> **What you should do**: From the line containing "Annotation guideline: for each instance of the grassy field" through the last line of the entries below, repeat each line word for word and leave out the rest.

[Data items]
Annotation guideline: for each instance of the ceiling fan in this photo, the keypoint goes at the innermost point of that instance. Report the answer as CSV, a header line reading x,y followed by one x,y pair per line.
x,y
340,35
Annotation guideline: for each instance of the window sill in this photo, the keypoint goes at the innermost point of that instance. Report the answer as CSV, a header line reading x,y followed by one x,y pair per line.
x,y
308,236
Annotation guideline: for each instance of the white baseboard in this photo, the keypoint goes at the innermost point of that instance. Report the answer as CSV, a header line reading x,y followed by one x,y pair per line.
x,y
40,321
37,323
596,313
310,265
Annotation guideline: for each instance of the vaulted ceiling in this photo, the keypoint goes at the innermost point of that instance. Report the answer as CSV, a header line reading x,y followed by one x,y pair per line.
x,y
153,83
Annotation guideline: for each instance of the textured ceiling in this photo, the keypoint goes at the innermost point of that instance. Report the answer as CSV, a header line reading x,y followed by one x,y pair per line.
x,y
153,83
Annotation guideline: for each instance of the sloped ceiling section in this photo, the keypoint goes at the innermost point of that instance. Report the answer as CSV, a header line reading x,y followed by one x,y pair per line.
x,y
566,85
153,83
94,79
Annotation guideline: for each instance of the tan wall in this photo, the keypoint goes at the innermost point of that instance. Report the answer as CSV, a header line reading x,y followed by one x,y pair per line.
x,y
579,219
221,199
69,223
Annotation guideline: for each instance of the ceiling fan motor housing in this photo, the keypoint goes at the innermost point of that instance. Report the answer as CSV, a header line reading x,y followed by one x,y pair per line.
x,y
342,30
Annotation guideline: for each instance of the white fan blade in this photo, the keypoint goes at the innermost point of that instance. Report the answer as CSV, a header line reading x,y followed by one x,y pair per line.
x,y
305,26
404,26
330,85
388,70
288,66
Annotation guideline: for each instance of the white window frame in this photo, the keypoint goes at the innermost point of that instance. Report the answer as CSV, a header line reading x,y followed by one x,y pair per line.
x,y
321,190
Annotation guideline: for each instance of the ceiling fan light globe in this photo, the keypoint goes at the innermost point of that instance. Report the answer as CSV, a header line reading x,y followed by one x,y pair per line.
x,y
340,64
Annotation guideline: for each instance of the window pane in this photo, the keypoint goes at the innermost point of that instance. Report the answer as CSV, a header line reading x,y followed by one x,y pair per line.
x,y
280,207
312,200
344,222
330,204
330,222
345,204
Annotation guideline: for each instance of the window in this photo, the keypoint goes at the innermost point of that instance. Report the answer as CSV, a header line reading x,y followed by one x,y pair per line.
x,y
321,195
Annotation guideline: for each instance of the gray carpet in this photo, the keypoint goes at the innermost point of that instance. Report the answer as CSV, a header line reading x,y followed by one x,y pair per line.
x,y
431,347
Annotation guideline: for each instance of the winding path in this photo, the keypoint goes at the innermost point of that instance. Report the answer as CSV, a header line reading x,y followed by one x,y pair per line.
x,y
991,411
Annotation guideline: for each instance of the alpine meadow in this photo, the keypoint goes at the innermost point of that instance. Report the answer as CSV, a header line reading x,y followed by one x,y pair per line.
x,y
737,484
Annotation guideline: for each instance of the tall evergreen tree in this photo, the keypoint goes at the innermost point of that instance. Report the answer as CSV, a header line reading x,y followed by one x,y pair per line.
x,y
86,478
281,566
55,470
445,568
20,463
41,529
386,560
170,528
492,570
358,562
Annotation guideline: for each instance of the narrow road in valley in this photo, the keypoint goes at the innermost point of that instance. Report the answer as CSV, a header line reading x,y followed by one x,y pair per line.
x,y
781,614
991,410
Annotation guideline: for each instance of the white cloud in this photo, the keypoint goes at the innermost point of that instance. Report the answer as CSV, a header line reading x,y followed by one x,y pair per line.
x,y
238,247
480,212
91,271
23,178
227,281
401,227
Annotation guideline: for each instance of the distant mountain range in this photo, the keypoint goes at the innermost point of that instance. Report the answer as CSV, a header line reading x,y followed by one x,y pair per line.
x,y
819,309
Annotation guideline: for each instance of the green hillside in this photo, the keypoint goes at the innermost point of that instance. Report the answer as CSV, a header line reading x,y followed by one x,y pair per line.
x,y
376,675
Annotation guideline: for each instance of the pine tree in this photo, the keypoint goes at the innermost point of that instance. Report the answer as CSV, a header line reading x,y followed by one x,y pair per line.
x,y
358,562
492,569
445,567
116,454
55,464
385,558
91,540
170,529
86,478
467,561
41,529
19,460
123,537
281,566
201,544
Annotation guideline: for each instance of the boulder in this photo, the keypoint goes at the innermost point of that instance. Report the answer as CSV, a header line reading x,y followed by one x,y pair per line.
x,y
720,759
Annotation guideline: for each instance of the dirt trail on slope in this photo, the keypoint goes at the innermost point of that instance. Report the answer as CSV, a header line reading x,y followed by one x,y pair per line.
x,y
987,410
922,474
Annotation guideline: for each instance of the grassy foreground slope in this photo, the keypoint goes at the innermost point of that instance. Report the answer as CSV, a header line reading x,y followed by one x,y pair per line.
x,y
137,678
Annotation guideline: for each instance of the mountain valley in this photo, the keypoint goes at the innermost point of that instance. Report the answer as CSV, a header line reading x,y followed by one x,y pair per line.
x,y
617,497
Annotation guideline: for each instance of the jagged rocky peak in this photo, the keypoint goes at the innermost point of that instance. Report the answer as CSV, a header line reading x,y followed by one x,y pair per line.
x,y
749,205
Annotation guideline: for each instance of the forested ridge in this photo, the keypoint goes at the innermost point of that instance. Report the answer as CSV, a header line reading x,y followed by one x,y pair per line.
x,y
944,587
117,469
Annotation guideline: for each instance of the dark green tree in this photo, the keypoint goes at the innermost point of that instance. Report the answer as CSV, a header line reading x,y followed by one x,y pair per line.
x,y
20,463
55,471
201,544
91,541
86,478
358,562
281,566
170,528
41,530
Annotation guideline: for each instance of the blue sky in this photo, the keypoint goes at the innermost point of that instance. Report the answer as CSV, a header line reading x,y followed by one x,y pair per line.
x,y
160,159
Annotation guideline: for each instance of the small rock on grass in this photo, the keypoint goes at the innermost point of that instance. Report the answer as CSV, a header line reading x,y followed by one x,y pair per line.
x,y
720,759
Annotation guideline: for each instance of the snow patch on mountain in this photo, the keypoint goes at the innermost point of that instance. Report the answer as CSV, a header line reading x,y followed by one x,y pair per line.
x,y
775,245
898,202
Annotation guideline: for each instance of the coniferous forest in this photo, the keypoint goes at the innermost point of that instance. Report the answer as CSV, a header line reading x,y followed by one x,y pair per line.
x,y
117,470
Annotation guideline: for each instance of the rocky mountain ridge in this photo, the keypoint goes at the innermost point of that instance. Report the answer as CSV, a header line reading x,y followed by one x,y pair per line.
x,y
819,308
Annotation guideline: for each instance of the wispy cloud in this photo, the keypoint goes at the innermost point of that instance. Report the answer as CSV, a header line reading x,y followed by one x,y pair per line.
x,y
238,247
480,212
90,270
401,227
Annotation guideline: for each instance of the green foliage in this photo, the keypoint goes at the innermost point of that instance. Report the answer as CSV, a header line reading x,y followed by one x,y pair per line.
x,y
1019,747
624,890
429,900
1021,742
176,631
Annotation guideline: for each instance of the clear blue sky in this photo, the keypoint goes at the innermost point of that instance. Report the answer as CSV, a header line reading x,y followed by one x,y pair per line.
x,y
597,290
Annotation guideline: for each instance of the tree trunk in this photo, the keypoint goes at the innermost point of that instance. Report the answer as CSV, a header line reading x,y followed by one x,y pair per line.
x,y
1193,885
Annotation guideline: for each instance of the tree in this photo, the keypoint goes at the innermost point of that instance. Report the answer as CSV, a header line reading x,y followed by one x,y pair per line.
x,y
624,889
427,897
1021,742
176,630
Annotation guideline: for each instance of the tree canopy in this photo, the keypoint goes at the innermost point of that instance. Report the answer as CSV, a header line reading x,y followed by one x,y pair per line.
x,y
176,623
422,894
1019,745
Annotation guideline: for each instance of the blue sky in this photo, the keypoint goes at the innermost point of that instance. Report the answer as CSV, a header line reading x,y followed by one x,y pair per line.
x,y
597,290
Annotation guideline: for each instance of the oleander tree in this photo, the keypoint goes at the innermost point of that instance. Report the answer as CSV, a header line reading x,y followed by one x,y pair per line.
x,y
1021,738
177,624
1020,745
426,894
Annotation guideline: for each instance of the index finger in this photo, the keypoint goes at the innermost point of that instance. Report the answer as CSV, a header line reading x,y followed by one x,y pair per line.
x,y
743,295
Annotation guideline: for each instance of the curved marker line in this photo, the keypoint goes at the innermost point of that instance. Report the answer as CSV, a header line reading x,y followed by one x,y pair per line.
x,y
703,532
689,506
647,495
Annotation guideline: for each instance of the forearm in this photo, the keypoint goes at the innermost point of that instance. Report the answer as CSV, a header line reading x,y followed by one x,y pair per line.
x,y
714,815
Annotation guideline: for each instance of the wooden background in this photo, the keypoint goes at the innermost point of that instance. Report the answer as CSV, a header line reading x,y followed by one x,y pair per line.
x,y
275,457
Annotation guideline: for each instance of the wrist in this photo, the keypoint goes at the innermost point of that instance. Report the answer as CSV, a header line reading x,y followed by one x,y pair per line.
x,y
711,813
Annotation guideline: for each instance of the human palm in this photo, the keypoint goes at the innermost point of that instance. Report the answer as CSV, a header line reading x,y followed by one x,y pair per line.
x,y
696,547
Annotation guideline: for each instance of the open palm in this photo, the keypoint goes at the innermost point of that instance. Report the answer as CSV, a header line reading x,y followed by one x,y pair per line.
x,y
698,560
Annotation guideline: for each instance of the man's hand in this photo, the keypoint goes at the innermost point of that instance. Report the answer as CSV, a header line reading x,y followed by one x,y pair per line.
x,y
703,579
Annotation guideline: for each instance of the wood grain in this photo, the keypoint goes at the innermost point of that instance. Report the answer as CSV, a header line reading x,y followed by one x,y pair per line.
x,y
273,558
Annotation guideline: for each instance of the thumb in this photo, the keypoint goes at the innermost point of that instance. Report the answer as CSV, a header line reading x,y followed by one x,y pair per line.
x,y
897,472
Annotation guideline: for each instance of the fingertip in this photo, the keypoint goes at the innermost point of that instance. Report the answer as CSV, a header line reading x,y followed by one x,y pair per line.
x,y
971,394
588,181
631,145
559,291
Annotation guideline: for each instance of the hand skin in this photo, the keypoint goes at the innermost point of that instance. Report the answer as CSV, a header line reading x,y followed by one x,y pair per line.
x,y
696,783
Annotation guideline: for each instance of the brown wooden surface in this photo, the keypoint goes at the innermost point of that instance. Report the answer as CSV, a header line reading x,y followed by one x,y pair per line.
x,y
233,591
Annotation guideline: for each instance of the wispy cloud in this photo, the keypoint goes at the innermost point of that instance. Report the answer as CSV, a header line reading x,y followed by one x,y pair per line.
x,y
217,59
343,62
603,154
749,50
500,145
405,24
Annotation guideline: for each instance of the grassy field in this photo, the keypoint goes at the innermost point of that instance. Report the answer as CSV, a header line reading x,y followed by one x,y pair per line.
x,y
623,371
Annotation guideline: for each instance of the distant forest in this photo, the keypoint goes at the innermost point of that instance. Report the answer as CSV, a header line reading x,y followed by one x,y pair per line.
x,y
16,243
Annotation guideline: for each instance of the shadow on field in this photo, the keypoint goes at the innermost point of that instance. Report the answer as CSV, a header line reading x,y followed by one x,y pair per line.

> **Written solution**:
Annotation guideline: for each instance of the grassy field in this photo, the keypoint goes at the innermost point of that instance. Report the answer as CSV, a header line reading x,y followed by one x,y pair per line.
x,y
623,371
Annotation guideline: for each instance of the distant forest in this photo, the keypoint goes at the innermost point of that instance. Report the answer as CSV, a header line reading x,y followed by one x,y pair per line.
x,y
16,243
Annotation guideline: for each instance of the shadow on field in this photo, the keypoint goes at the innermost point of that instance. Report the answer as CSV, a header line reading x,y followed by one x,y pair per line.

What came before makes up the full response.